─── SUPPLIED DATA ───

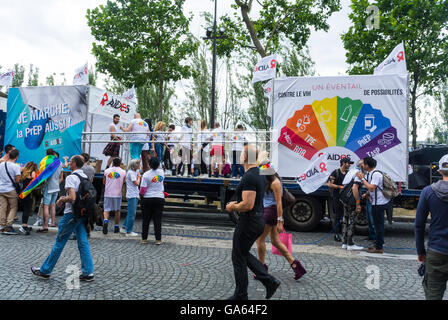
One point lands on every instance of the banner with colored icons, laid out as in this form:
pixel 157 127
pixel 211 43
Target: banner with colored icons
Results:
pixel 351 116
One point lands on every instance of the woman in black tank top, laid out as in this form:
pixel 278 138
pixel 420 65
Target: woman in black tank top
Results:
pixel 28 174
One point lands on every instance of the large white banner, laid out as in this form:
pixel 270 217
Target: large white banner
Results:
pixel 265 69
pixel 351 116
pixel 130 95
pixel 395 63
pixel 315 175
pixel 107 104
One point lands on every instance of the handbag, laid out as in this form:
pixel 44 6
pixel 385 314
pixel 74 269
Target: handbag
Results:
pixel 286 239
pixel 17 186
pixel 287 198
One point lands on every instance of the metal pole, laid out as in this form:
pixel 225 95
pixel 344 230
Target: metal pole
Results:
pixel 212 113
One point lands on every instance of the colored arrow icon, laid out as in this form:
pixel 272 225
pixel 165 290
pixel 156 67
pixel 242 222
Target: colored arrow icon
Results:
pixel 325 114
pixel 346 114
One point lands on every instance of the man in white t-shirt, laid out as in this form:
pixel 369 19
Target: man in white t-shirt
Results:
pixel 237 148
pixel 8 194
pixel 68 224
pixel 113 180
pixel 112 150
pixel 141 135
pixel 186 146
pixel 374 184
pixel 217 152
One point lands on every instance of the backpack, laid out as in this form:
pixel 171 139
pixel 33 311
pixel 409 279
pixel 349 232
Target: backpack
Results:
pixel 390 189
pixel 84 205
pixel 336 176
pixel 346 195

───

● **TASK OBJECTIVE**
Please write out all the records again with "laid out as in this form" swapped for "arranged in this format" wherever it appears, leaving everything else unchanged. Omit the pictures from your answer.

● **FULL SOLUTION**
One point lands on every instance of the banner with colored icons, arranged in this format:
pixel 157 127
pixel 211 43
Target: banner with colored icons
Results:
pixel 351 116
One point lands on every instance of the woman in black tank top, arranged in this format:
pixel 278 138
pixel 420 65
Target: woman in black tank top
Results:
pixel 28 174
One point lands on every instance of the large white banner, arranged in this format:
pixel 270 217
Target: large white banner
Results:
pixel 265 69
pixel 351 116
pixel 130 95
pixel 395 63
pixel 315 175
pixel 107 104
One point lands on every instance of the handbag, arranged in this format:
pixel 44 6
pixel 385 314
pixel 74 269
Target: handbag
Results:
pixel 286 239
pixel 17 186
pixel 287 198
One point lands on every instance of the metal pole, arranged in this format:
pixel 225 95
pixel 344 230
Target: metal pole
Results:
pixel 212 113
One point lands on every instance of the colored arrow icon, arranged in this format:
pixel 272 225
pixel 165 290
pixel 156 67
pixel 242 222
Target: colored arrow icon
Results:
pixel 325 114
pixel 346 114
One point lands on every instance of the man in white t-shirt, arranged in this format:
pixel 369 19
Target: man in white t-shirt
Results:
pixel 237 148
pixel 8 194
pixel 68 224
pixel 113 180
pixel 112 150
pixel 141 135
pixel 186 146
pixel 374 184
pixel 217 152
One point lands on every instance of the backpack, arranged in this format:
pixel 171 139
pixel 33 311
pixel 409 279
pixel 349 232
Target: backpack
Results:
pixel 390 189
pixel 84 205
pixel 336 176
pixel 346 195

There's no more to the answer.